==== THE DATA ====

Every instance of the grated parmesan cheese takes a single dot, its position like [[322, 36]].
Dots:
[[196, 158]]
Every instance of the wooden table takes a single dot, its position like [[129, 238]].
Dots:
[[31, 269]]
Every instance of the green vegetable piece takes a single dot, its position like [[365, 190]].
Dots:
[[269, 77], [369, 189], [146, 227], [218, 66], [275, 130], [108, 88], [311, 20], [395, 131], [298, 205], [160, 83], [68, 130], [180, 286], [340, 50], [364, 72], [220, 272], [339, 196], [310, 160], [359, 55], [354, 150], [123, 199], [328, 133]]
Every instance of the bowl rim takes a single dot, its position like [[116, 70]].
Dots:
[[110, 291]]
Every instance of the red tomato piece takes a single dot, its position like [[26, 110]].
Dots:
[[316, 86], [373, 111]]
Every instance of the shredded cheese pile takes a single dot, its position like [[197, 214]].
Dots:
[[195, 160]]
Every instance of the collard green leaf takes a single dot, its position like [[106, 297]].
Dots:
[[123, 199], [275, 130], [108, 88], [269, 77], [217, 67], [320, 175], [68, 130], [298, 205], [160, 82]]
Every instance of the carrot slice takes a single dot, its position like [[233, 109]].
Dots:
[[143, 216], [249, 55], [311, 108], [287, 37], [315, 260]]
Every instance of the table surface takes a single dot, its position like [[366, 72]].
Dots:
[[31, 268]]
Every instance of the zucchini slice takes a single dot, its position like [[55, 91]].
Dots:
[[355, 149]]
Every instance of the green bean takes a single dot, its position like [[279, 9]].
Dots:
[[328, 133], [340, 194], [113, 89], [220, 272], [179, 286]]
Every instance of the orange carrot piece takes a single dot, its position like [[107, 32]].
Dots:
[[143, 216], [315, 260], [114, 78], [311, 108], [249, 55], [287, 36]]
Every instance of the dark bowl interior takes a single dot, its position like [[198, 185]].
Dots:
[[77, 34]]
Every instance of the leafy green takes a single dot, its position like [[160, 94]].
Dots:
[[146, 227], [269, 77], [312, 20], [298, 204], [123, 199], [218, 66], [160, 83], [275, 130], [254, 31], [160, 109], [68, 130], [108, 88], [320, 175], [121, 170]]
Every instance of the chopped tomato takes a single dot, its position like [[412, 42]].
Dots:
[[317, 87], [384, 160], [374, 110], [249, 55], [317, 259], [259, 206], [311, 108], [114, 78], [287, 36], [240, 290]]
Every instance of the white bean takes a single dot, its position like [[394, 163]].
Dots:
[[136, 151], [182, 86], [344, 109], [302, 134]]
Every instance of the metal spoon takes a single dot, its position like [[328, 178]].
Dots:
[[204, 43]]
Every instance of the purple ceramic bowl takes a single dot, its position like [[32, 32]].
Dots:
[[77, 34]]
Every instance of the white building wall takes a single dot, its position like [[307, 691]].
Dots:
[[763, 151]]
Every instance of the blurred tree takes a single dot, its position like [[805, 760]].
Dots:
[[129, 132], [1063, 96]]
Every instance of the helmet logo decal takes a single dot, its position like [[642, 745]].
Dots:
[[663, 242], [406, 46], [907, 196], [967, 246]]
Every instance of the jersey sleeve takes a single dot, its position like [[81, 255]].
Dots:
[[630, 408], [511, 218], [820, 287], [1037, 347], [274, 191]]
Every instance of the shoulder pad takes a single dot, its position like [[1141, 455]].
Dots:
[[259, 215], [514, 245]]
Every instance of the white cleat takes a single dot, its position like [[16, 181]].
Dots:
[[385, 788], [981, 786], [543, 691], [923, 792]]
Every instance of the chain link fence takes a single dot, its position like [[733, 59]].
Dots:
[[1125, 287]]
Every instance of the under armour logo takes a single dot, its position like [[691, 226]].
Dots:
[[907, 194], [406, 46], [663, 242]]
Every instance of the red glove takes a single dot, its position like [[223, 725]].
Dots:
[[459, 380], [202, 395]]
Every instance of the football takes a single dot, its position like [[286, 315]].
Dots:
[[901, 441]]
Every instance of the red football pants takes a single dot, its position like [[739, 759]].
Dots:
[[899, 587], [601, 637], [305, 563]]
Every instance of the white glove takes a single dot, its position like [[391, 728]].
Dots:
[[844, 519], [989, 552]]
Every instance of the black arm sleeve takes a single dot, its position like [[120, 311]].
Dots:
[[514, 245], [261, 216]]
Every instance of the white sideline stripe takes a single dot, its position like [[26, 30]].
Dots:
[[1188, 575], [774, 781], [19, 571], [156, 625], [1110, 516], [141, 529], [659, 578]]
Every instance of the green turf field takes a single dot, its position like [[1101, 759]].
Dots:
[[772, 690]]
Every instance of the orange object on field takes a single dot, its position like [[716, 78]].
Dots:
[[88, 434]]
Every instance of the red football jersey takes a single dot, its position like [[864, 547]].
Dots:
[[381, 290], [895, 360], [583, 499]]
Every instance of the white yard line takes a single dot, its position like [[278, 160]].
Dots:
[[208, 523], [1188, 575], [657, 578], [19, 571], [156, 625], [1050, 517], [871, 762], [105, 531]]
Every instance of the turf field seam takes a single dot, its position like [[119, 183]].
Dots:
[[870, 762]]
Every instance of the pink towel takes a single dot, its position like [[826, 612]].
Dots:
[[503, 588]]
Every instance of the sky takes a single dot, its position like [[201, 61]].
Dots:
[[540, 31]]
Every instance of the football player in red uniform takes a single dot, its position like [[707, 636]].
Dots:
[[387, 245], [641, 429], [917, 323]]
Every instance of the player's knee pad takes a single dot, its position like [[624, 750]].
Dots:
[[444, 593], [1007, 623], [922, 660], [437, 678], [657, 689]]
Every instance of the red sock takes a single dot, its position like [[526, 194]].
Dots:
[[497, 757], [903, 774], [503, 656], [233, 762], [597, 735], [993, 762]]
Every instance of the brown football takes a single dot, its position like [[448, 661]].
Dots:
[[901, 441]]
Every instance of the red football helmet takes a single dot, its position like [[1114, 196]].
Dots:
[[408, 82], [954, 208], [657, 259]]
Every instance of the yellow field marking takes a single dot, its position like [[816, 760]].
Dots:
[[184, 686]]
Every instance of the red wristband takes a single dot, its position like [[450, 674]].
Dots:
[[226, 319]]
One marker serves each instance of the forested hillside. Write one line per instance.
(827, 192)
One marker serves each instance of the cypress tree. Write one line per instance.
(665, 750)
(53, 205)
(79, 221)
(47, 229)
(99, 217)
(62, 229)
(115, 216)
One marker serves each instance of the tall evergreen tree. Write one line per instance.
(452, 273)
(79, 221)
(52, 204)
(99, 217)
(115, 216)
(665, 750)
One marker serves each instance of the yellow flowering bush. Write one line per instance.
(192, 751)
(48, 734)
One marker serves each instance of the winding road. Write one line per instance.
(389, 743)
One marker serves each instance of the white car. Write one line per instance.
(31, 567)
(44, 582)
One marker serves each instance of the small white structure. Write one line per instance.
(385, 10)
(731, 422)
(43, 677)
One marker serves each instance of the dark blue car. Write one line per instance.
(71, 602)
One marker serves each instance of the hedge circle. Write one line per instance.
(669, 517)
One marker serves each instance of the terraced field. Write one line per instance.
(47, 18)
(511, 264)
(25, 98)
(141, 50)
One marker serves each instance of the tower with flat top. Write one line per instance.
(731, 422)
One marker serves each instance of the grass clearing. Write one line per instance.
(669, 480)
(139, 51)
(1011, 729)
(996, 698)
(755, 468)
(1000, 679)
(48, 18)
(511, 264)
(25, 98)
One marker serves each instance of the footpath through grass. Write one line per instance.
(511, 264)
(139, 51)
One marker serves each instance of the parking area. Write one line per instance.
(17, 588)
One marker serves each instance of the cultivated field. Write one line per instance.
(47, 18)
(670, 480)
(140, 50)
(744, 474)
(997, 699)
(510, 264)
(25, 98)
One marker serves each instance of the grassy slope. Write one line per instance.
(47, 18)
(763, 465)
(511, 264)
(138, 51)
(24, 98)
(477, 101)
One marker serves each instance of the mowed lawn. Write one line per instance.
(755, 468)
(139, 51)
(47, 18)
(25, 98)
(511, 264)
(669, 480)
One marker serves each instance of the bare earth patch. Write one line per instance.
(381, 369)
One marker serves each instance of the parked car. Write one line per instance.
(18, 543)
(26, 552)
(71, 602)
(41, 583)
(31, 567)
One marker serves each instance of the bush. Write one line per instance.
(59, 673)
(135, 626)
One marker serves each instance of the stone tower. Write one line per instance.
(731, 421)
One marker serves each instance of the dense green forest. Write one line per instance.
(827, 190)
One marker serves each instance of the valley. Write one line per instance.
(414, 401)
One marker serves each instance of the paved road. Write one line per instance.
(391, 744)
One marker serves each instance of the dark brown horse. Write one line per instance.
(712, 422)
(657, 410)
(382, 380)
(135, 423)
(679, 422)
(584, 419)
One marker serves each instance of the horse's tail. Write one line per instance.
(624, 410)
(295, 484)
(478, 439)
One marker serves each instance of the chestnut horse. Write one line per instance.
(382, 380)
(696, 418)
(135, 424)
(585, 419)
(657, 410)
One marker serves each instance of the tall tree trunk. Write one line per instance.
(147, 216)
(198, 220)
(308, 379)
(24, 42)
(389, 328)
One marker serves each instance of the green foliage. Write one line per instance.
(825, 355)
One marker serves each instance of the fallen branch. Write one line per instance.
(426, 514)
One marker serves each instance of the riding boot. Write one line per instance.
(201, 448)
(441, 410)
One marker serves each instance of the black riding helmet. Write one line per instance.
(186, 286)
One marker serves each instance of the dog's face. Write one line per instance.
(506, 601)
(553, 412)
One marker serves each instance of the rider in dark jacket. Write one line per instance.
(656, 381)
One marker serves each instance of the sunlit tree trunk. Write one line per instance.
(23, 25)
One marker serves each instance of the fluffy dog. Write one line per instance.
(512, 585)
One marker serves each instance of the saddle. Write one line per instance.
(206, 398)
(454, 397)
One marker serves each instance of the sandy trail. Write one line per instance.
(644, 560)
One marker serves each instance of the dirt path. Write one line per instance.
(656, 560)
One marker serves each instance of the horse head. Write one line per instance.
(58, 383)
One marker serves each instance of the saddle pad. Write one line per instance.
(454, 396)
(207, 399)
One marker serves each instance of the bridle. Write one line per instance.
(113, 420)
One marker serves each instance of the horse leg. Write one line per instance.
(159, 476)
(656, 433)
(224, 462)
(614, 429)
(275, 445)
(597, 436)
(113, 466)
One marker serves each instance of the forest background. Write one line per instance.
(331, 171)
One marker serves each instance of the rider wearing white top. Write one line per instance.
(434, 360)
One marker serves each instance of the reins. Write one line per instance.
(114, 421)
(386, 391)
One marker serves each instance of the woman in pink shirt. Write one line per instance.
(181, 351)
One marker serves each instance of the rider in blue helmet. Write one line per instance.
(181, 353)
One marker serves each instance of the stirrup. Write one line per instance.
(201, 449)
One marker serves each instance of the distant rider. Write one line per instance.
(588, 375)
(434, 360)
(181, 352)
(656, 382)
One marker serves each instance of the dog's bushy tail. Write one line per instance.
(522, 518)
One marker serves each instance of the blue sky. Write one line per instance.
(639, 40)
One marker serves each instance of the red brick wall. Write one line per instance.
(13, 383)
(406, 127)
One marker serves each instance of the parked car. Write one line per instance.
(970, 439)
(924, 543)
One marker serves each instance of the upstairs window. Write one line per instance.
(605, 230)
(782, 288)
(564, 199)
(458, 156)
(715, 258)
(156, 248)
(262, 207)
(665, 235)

====

• INSTRUCTIONS TO FOLLOW: When a line in the data above contains the string "bowl", copy that line.

• ANSWER SECTION:
Every instance of the bowl rim takes a single dot, its position like [[116, 70]].
Every instance of the dark bowl interior takes a single dot, its position like [[198, 185]].
Every instance of the purple ceramic bowl takes a single dot, its position like [[32, 32]].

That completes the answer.